**Given request**
Restate each line word for word. Leave out every picture.

**Information shown**
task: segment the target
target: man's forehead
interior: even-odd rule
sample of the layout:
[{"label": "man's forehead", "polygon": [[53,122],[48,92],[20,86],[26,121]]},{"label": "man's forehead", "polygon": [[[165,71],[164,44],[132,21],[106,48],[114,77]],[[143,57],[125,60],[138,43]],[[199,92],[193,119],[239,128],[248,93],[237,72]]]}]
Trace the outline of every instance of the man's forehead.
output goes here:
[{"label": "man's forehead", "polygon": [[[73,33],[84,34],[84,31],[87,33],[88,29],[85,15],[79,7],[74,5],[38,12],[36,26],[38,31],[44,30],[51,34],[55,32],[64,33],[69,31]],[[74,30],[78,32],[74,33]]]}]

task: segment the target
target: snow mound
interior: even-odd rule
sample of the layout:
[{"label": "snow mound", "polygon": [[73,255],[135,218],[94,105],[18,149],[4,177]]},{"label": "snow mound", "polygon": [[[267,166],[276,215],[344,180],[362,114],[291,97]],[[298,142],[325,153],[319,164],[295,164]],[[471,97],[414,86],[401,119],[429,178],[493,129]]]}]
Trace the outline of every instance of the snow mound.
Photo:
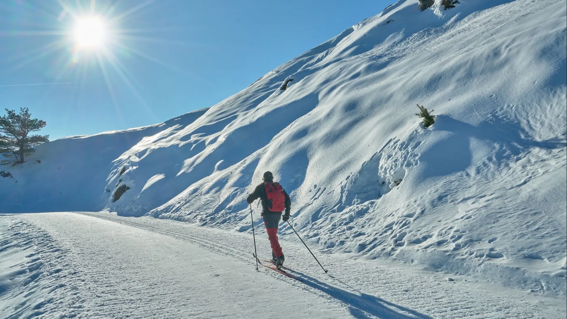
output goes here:
[{"label": "snow mound", "polygon": [[210,108],[41,145],[3,209],[250,232],[270,170],[321,249],[564,295],[564,1],[455,6],[400,0]]}]

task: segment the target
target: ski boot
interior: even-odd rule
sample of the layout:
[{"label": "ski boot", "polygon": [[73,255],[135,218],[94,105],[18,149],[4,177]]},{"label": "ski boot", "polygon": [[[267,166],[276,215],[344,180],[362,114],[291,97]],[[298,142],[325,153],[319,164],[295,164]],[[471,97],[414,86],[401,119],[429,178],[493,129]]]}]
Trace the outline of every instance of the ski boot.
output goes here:
[{"label": "ski boot", "polygon": [[276,268],[281,269],[282,266],[284,266],[284,261],[285,260],[285,258],[284,258],[284,255],[278,257],[277,259],[276,259]]}]

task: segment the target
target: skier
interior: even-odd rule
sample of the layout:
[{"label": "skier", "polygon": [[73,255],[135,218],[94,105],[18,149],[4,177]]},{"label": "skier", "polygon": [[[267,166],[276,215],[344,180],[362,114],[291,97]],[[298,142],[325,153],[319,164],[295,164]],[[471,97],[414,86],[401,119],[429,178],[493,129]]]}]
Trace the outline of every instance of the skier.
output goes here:
[{"label": "skier", "polygon": [[[289,195],[281,186],[274,182],[274,176],[272,172],[266,171],[262,177],[264,182],[256,186],[254,192],[250,194],[246,202],[252,204],[260,198],[262,202],[262,217],[264,225],[266,227],[268,238],[272,246],[272,262],[276,264],[278,269],[284,265],[284,253],[278,241],[278,225],[280,219],[284,221],[289,219],[289,211],[291,206],[291,200]],[[285,214],[282,216],[282,212],[285,209]]]}]

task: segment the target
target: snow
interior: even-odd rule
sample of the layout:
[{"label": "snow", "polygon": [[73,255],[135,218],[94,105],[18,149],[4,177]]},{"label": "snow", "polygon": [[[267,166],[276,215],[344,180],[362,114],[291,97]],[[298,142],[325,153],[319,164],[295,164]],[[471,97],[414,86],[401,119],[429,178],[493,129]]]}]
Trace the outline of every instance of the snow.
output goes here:
[{"label": "snow", "polygon": [[[328,260],[565,300],[565,2],[460,2],[400,0],[210,108],[40,145],[6,167],[2,209],[146,215],[249,239],[245,199],[270,170]],[[428,129],[418,104],[434,110]]]},{"label": "snow", "polygon": [[[249,236],[189,223],[53,212],[0,216],[0,228],[2,318],[565,316],[560,298],[397,263],[318,254],[325,275],[286,241],[299,283],[256,271]],[[265,232],[256,240],[268,242]],[[267,245],[258,248],[269,256]]]}]

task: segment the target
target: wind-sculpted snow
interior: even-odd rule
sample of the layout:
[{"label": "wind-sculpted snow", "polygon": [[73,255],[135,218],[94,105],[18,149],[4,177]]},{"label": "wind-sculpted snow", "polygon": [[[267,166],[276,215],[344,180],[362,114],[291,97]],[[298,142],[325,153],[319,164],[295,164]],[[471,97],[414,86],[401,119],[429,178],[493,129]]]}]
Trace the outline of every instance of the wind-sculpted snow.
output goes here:
[{"label": "wind-sculpted snow", "polygon": [[[401,0],[210,108],[102,135],[114,148],[102,155],[98,136],[42,145],[34,177],[11,170],[13,191],[0,181],[7,209],[106,208],[251,232],[245,199],[270,170],[320,249],[564,295],[564,1],[455,6]],[[435,110],[428,129],[417,104]],[[70,156],[87,154],[79,146],[88,159]]]}]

**Final result**
task: segment the target
target: man's forehead
interior: even-odd rule
sample of the layout:
[{"label": "man's forehead", "polygon": [[53,122],[48,92],[20,86],[26,121]]},{"label": "man's forehead", "polygon": [[[165,71],[164,44],[132,21],[106,48],[114,77]],[[143,57],[125,60],[138,43]],[[199,92],[193,119],[239,128],[248,93],[237,72]]]}]
Trace the outline of every instance of the man's forehead.
output goes here:
[{"label": "man's forehead", "polygon": [[[73,33],[84,34],[84,31],[87,33],[88,29],[85,15],[79,7],[74,5],[38,12],[36,26],[38,31],[44,30],[51,34],[55,32],[64,33],[69,31]],[[74,30],[78,32],[74,33]]]}]

task: segment the target
target: snow mound
interior: even-odd rule
sample of the layout:
[{"label": "snow mound", "polygon": [[73,255],[135,218],[94,105],[18,149],[4,177]]},{"label": "snow mound", "polygon": [[[267,166],[276,215],[344,180],[362,114],[291,97]],[[298,142],[325,153],[319,164],[295,164]],[[471,97],[414,86],[401,119],[429,178],[493,129]]]}]
Trace the outline of every instance of the snow mound.
Photo:
output goes here:
[{"label": "snow mound", "polygon": [[210,108],[41,145],[3,209],[250,232],[270,170],[321,249],[564,295],[564,1],[455,6],[400,0]]}]

task: segment the target
target: ski boot
interior: even-odd rule
sample of the layout:
[{"label": "ski boot", "polygon": [[73,255],[135,218],[94,105],[18,149],[4,177]]},{"label": "ski boot", "polygon": [[[267,166],[276,215],[344,180],[362,114],[291,97]],[[298,142],[325,153],[319,164],[295,164]],[[471,97],[414,86],[401,119],[429,178],[493,129]]]}]
Trace the outline of every instance of the ski boot.
output goes here:
[{"label": "ski boot", "polygon": [[276,268],[281,269],[282,266],[284,266],[284,261],[285,260],[285,258],[284,258],[284,255],[278,257],[277,259],[276,259]]}]

task: segment the target
target: skier
interior: even-odd rule
sample of the layout:
[{"label": "skier", "polygon": [[73,255],[135,218],[94,105],[18,149],[4,177]]},{"label": "skier", "polygon": [[[267,166],[276,215],[344,180],[362,114],[291,97]],[[298,142],[325,153],[319,164],[295,164]],[[471,97],[414,86],[401,119],[429,178],[493,129]]]}]
Trace the outline of every instance of the skier.
output goes here:
[{"label": "skier", "polygon": [[[289,195],[281,186],[274,182],[274,176],[272,172],[266,171],[262,177],[264,182],[256,186],[254,192],[250,194],[246,202],[252,204],[260,198],[262,202],[262,217],[264,225],[266,227],[268,238],[272,246],[272,262],[276,264],[278,269],[284,265],[284,253],[278,241],[278,225],[280,219],[284,221],[289,219],[289,211],[291,206],[291,200]],[[285,214],[282,216],[282,212],[285,209]]]}]

task: segment the target
target: snow
interior: even-odd rule
sample of the layout:
[{"label": "snow", "polygon": [[73,255],[135,218],[94,105],[18,149],[4,177]]},{"label": "snow", "polygon": [[[267,166],[276,215],[344,180],[362,114],[291,97]],[[298,142],[325,153],[319,164],[295,164]],[[471,97],[414,86],[401,119],[429,178],[493,129]]]}]
Trace the outline of every instance of the snow.
output goes here:
[{"label": "snow", "polygon": [[[328,260],[565,300],[565,2],[460,2],[400,0],[210,108],[40,145],[6,167],[2,209],[146,215],[249,239],[245,199],[270,170]],[[428,129],[418,104],[434,110]]]},{"label": "snow", "polygon": [[[249,236],[189,223],[53,212],[0,216],[0,228],[2,318],[565,316],[560,298],[397,263],[318,254],[325,275],[286,241],[299,283],[256,271]],[[265,232],[256,240],[268,242]],[[267,245],[258,248],[269,256]]]}]

task: segment the target
target: wind-sculpted snow
interior: even-odd rule
sample of the layout:
[{"label": "wind-sculpted snow", "polygon": [[73,255],[135,218],[94,105],[18,149],[4,177]]},{"label": "wind-sculpted snow", "polygon": [[[267,166],[276,215],[344,180],[362,114],[291,97]],[[298,142],[325,153],[319,164],[295,164]],[[471,97],[414,86],[401,119],[429,178],[493,129]]]}]
Trace the outline of every instance of the wind-sculpted snow.
output goes here:
[{"label": "wind-sculpted snow", "polygon": [[[401,0],[210,108],[102,135],[114,148],[102,155],[98,136],[42,145],[34,177],[11,170],[13,191],[0,181],[7,209],[106,208],[251,232],[245,199],[270,170],[320,249],[564,295],[564,1],[455,6]],[[435,110],[428,129],[417,104]],[[70,156],[87,154],[79,146],[88,159]]]}]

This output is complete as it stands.